WRITTEN EXERCISE:
Copy every one of the rows below word for word, keeping each line unchanged and in its original order.

SOURCE DATA:
◆ ◆ ◆ ◆ ◆ ◆ ◆
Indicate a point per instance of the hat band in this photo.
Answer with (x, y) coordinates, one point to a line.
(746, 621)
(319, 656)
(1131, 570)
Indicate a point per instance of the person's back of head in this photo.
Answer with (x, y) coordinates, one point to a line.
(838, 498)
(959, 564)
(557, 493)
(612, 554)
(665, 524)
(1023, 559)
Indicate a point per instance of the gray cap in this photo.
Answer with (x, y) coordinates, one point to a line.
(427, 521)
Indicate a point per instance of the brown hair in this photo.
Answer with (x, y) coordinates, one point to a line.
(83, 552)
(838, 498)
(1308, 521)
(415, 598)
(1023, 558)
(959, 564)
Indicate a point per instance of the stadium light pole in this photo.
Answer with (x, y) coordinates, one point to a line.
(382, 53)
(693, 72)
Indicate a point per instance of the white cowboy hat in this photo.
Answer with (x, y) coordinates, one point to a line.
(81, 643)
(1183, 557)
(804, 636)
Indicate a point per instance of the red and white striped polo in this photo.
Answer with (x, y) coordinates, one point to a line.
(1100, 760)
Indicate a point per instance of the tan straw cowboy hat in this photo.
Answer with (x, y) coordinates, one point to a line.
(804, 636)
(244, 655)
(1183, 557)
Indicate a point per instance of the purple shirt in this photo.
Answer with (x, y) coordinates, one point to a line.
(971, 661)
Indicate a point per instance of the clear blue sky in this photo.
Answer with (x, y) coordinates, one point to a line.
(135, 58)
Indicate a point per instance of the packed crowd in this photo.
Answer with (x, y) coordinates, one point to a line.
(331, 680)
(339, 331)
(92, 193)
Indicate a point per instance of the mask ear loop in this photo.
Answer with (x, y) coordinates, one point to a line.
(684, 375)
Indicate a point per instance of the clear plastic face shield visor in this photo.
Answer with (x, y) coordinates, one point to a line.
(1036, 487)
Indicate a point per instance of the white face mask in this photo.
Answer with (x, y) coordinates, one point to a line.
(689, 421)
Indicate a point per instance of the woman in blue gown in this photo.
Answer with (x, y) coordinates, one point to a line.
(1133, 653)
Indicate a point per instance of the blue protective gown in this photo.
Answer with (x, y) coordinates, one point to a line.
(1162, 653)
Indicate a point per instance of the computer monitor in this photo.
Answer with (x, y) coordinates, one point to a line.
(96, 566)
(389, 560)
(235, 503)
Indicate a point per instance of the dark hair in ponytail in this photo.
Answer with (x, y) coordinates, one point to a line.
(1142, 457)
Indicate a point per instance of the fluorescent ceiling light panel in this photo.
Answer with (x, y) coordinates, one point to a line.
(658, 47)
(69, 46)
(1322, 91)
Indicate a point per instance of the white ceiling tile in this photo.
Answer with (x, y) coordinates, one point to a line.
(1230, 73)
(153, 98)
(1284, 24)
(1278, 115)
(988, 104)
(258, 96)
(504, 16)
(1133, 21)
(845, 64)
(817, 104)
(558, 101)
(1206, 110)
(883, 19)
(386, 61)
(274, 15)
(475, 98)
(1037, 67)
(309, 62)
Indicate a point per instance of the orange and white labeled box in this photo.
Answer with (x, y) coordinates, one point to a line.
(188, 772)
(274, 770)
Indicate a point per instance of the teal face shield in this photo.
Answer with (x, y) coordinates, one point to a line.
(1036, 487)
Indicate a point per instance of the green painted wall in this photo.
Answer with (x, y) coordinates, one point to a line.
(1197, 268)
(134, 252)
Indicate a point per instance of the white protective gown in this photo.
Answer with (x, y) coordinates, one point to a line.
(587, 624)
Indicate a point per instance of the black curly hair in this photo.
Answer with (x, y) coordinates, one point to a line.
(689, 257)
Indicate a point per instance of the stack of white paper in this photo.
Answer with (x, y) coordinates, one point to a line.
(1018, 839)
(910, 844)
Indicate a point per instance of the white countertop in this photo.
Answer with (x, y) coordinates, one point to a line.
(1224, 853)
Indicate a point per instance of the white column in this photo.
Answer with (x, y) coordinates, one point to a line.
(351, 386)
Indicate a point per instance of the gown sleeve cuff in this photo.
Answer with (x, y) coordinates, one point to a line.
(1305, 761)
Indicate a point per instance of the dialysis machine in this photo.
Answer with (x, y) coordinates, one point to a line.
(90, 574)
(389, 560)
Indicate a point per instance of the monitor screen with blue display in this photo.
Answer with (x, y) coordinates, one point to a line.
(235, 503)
◆ ◆ ◆ ◆ ◆ ◆ ◆
TASK SOLUTION:
Indicate a point per instance of the hat band in this photo.
Answer with (x, y) coordinates, one point to a line.
(746, 621)
(319, 656)
(1131, 570)
Indicate a point per instance of the person's back of head in this photo.
Answer with (x, y) coordinates, one point to a line.
(838, 498)
(959, 564)
(557, 493)
(612, 554)
(665, 524)
(1023, 559)
Indicate a point per instance of the gray cap in this photo.
Answer with (x, y) coordinates, one point to a line.
(427, 521)
Indicate a point per instance of the brown hair in this photo.
Answer with (x, y) coordinates, one point to a line.
(83, 552)
(838, 498)
(1308, 521)
(415, 598)
(1023, 558)
(959, 564)
Indicate a point per instance of the stadium light pole in this photo.
Answer with (x, y) coordinates, one point to a line.
(382, 53)
(693, 72)
Indicate a point per instance of the white cowboy hat in this photo.
Answer with (x, y) coordinates, one point to a line.
(81, 643)
(1183, 557)
(804, 636)
Indicate a point per instance of the red and white striped polo in this photo.
Answer with (x, y) coordinates, one point to a line.
(1100, 760)
Indicate a point per instance of the tan straw cowboy hat in this photo.
Answer with (x, y) coordinates, one point to a line.
(804, 636)
(244, 655)
(1183, 557)
Indicate a point per instance of the purple shirt in this photo.
Answer with (x, y) coordinates, one point to a line.
(971, 661)
Indicate a point per instance of the clear blue sky in this photo.
Answer with (x, y) coordinates, one point to a line.
(135, 58)
Indicate a point per instance of the packed crowd in this photo.
Answer with (x, y) coordinates, one point to a line.
(331, 680)
(339, 331)
(92, 193)
Indicate a point per instance of the mask ear loop in this photo.
Answer with (x, y) coordinates, one point to a line.
(684, 375)
Indicate a point per instance of the clear plastic face shield visor in this photo.
Answer with (x, y) coordinates, one point to a line.
(1036, 487)
Indicate a point per instance of the white face mask in this photo.
Answer with (x, y) coordinates, one point to a line.
(689, 421)
Indicate a point per instance of the woman in blue gown in this photo.
Answer with (x, y) coordinates, one point to a line.
(1133, 653)
Indicate a point per instance of the blue protective gown in this photo.
Answer with (x, y) coordinates, one point to a line.
(1162, 653)
Indicate a point per instance of the computer monitor in this photo.
Answer with (x, y) coordinates, one point to a line.
(96, 566)
(389, 560)
(235, 503)
Indicate a point per instance of the dark hair in ponytail in this photo.
Answer with (x, y) coordinates, one point to a line.
(1142, 457)
Indicate a point per instance of the fluorescent ceiling light panel in this photo.
Answer with (x, y) coordinates, one point to a line.
(658, 47)
(69, 46)
(1322, 91)
Indicate a point per instance of the white ceiling tile in this photo.
Answer with (x, y) coordinates, one point to a line.
(1230, 73)
(153, 98)
(1284, 24)
(1278, 115)
(988, 104)
(258, 96)
(504, 16)
(1133, 21)
(845, 64)
(817, 104)
(558, 101)
(1206, 110)
(883, 19)
(386, 61)
(274, 15)
(475, 98)
(1037, 67)
(309, 62)
Indicate a point per instance of the orange and white labeled box in this photo.
Answer with (x, y) coordinates, one point to a line.
(188, 772)
(274, 770)
Indicate a point per instance of the teal face shield in this photo.
Answer with (x, y) coordinates, one point to a line.
(1036, 487)
Indicate a point per instance of the green painted wall in this photo.
Answer with (x, y) coordinates, one point to a line.
(1197, 268)
(134, 252)
Indicate a point per instance of the white protective gown in this photo.
Answer with (x, y) coordinates, one point to a line.
(587, 624)
Indicate a point per instance of the black curly hair in this photo.
Answer with (x, y) coordinates, one point to a line.
(689, 257)
Indicate a point per instance of the stack of white paper in this photo.
Answer with (x, y) coordinates, one point to a line.
(1018, 839)
(910, 844)
Indicate a point per instance of the white countertop in this photo.
Answer with (x, y) coordinates, one point to a line.
(1224, 853)
Indicate a point per instance of the white column in this photo.
Answer with (x, y) coordinates, one point to a line.
(351, 386)
Indicate a point per instance of the gown sleeve cuff in this photo.
Answer with (x, y) coordinates, one point to a line.
(1305, 761)
Indicate a point per instance of the dialysis machine in this photo.
Answer with (x, y) coordinates, one point to a line.
(90, 574)
(389, 560)
Indicate a point per instance of the monitor screen with blue display in this photo.
Answer with (x, y) coordinates, one point to a line.
(235, 503)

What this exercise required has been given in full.